## Dataset excerpts:
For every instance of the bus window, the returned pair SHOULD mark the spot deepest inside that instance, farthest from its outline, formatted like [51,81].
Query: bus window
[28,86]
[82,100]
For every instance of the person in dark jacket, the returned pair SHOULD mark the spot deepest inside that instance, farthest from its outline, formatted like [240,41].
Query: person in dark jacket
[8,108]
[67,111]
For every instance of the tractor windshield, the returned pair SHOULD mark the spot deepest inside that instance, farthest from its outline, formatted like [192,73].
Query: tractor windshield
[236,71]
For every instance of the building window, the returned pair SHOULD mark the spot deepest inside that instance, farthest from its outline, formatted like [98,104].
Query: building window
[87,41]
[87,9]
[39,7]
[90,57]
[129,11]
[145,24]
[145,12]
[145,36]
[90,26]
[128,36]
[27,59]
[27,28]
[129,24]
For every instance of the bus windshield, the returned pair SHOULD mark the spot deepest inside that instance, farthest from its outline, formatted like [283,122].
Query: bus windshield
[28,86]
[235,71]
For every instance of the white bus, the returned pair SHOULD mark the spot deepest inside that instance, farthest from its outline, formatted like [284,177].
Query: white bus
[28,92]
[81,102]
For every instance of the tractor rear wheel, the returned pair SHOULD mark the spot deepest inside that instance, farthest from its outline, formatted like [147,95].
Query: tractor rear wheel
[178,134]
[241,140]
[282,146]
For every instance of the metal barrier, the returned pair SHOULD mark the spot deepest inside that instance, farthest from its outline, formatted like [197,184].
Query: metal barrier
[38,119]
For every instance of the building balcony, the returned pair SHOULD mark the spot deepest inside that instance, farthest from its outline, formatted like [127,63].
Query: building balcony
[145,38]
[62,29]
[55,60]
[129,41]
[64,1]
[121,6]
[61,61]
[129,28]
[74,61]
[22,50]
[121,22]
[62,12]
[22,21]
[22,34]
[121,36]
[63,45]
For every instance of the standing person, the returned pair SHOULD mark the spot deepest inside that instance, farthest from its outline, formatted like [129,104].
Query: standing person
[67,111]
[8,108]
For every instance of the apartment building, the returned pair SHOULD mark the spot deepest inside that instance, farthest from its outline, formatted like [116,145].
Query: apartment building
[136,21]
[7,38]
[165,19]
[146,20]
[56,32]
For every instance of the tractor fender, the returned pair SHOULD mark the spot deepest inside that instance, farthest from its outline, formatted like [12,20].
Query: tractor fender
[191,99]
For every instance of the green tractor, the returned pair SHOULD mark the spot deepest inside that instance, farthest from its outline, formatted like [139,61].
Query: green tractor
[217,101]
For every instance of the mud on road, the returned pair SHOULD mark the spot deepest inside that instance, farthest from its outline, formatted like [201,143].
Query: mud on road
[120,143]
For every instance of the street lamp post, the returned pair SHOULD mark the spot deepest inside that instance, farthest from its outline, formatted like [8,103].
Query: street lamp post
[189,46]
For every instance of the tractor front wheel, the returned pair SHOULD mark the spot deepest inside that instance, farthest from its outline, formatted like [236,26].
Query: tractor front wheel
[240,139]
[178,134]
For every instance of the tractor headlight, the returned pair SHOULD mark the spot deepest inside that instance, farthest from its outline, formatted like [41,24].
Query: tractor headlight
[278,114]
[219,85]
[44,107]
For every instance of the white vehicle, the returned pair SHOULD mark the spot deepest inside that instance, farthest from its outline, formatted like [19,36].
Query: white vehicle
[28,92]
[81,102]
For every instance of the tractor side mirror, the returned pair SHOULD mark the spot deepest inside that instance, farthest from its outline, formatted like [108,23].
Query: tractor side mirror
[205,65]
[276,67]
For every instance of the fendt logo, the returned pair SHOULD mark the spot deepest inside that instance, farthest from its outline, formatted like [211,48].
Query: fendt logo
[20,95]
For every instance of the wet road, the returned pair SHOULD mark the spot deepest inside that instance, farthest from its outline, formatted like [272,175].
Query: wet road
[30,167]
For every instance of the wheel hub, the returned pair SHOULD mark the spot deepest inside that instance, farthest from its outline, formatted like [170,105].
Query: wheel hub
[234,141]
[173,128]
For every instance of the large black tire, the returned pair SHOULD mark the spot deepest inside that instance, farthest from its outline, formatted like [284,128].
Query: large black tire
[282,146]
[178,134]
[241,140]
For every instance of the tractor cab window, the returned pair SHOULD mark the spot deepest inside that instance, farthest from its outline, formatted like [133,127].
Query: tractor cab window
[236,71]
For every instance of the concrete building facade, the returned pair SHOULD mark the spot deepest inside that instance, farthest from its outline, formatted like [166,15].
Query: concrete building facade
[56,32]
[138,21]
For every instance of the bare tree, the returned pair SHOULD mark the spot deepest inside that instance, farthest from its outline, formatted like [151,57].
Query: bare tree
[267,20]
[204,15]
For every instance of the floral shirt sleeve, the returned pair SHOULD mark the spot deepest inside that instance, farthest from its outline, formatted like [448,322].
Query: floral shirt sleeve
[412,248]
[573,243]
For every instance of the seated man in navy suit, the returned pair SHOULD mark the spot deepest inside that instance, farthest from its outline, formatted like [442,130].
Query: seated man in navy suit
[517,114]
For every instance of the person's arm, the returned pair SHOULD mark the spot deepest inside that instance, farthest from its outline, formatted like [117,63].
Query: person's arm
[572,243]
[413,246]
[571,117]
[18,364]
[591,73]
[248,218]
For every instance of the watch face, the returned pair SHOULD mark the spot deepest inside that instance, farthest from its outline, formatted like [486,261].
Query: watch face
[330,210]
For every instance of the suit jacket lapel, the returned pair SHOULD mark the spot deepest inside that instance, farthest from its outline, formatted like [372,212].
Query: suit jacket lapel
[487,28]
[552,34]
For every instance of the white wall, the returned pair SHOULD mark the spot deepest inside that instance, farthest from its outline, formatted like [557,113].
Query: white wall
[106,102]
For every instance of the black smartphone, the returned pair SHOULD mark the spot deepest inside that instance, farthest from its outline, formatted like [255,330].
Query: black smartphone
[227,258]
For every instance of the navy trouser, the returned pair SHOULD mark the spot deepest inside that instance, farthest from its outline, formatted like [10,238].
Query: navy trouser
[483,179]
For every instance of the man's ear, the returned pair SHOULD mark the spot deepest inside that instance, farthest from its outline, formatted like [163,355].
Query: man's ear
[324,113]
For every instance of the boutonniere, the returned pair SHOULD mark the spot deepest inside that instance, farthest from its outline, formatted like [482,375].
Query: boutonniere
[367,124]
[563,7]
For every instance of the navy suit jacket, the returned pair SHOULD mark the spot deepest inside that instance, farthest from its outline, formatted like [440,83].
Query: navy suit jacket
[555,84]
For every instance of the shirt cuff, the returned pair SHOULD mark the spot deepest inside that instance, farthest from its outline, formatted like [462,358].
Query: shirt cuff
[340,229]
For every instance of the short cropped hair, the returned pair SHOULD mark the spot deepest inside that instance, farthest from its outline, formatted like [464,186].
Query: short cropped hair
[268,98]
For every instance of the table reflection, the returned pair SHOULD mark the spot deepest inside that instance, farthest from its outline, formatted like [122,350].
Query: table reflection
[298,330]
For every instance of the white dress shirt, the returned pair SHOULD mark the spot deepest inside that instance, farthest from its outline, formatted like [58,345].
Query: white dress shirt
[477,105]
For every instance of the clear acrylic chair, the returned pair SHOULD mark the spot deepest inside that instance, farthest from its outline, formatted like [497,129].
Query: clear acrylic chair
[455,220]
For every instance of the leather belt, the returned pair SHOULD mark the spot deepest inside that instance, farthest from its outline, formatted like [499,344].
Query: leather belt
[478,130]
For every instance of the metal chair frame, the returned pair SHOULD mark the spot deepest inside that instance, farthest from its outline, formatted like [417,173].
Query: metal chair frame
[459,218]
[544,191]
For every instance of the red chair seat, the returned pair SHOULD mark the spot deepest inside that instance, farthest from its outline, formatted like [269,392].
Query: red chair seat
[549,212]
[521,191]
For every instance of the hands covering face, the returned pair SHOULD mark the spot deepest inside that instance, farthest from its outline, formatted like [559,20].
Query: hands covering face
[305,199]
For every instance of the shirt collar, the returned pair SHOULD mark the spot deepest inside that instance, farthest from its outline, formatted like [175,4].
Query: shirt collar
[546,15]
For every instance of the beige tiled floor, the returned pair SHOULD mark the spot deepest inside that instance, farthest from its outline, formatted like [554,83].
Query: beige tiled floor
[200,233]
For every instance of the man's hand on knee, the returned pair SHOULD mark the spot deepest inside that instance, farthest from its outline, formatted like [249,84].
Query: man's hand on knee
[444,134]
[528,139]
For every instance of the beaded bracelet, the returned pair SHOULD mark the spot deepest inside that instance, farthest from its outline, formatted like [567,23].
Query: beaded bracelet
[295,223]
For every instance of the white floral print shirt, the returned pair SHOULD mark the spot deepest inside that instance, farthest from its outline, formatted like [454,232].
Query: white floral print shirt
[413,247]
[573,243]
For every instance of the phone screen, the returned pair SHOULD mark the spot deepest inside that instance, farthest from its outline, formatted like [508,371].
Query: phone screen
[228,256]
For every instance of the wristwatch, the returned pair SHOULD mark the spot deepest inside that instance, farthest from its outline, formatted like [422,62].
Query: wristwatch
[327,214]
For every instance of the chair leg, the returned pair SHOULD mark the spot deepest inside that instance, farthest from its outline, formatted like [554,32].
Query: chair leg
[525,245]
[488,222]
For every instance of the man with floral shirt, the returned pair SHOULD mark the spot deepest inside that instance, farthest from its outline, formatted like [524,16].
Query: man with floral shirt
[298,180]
==
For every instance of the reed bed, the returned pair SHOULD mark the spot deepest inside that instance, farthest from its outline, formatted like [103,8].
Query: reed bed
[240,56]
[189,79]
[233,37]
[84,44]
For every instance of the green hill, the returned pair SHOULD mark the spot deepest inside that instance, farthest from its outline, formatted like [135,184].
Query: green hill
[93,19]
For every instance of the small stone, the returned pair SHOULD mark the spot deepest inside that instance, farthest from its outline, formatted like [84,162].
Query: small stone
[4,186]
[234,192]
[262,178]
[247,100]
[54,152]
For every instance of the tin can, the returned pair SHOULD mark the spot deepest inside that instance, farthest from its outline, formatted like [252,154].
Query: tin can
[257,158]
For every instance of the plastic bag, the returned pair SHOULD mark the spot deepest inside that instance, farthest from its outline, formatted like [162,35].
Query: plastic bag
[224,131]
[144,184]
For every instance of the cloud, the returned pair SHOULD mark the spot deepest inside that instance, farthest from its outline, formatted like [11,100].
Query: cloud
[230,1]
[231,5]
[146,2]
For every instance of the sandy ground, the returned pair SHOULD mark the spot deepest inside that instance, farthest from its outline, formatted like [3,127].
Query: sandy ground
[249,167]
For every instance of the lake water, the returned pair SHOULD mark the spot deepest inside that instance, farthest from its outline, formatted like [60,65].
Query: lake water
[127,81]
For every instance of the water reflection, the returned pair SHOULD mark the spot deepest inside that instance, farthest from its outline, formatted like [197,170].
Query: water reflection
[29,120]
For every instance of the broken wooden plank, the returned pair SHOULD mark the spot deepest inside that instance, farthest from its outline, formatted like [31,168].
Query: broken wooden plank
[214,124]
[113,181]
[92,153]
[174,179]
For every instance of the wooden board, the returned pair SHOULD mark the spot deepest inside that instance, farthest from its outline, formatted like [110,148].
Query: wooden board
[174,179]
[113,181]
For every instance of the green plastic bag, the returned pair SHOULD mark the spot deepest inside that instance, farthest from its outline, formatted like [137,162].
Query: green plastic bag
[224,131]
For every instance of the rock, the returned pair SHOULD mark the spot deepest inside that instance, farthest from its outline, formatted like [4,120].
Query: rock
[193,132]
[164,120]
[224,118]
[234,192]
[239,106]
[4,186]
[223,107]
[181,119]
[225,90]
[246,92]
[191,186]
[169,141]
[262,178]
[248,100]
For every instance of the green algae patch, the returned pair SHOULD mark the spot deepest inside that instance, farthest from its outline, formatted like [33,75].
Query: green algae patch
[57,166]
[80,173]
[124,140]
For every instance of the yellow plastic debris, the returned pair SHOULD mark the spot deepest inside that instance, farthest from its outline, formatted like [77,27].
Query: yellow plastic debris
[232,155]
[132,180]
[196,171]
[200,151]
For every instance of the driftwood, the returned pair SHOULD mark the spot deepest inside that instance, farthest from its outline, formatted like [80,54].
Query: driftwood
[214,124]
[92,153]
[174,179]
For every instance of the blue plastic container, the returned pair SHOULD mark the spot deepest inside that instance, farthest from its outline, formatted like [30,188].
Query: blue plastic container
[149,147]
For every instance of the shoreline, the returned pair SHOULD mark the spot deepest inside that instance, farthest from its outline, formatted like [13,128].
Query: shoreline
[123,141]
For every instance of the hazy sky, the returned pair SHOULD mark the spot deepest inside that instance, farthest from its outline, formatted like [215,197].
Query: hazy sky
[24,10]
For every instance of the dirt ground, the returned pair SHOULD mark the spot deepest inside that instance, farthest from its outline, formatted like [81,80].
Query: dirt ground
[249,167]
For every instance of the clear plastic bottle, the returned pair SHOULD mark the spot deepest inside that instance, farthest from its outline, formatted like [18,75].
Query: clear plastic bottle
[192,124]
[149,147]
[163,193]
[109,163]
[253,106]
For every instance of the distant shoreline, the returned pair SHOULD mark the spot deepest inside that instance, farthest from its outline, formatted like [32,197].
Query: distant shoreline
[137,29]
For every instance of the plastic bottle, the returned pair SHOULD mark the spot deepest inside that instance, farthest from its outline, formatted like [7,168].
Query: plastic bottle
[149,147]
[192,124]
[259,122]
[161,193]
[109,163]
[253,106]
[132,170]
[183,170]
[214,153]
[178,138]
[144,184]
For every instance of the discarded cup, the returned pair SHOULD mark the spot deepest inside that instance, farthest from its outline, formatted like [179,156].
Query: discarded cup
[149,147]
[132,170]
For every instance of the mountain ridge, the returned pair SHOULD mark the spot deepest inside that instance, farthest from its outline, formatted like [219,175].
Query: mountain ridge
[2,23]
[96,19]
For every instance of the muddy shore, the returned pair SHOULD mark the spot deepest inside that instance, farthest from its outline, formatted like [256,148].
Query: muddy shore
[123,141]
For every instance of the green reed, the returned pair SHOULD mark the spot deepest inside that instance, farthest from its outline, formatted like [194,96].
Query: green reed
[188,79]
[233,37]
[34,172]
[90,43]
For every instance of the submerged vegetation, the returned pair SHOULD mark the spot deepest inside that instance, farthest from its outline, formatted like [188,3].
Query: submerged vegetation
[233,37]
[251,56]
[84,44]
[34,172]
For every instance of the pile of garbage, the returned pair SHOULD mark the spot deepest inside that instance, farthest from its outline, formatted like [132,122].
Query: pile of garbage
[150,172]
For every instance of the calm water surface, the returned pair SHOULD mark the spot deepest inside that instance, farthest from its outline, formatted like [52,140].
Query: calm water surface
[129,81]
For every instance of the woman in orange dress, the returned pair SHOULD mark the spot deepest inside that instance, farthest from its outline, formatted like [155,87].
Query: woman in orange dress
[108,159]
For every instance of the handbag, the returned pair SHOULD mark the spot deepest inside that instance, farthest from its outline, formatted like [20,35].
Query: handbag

## What you need to do:
Above are the entries. Quote exactly the lines from the one bearing "For every instance of the bus window, the" through the one bearing "For every instance of the tractor rear".

## Task answer:
For every instance of the bus window, the returned pair SHOULD mark the spot deepest inside that instance, farthest from its outline, formatted like [51,81].
Query: bus window
[28,86]
[82,100]
For every instance of the person in dark jacket, the returned pair SHOULD mark the spot deepest inside that instance, farthest from its outline, formatted like [240,41].
Query: person in dark jacket
[8,108]
[67,111]
For every instance of the tractor windshield, the returned pair SHOULD mark the spot deepest inside that instance, farthest from its outline, formatted like [192,73].
Query: tractor windshield
[236,71]
For every instance of the building window, the returned pair SHOULD mark the spot deepest inside that instance, farthest from its outline, formatted like [98,104].
Query: building window
[87,41]
[87,9]
[39,7]
[90,57]
[129,11]
[145,24]
[145,12]
[145,36]
[90,26]
[128,36]
[27,59]
[27,28]
[129,24]
For every instance of the bus windshield, the returned pair SHOULD mark the spot deepest inside that instance, farthest from its outline, formatted like [283,122].
Query: bus windshield
[28,86]
[235,71]
For every instance of the white bus, the returned pair SHOULD mark the spot deepest inside that instance, farthest from its outline, formatted like [284,177].
Query: white bus
[28,92]
[81,102]
For every instance of the tractor rear wheel, the returned pair SHOULD mark the spot deepest inside that instance, farthest from its outline, formatted like [147,95].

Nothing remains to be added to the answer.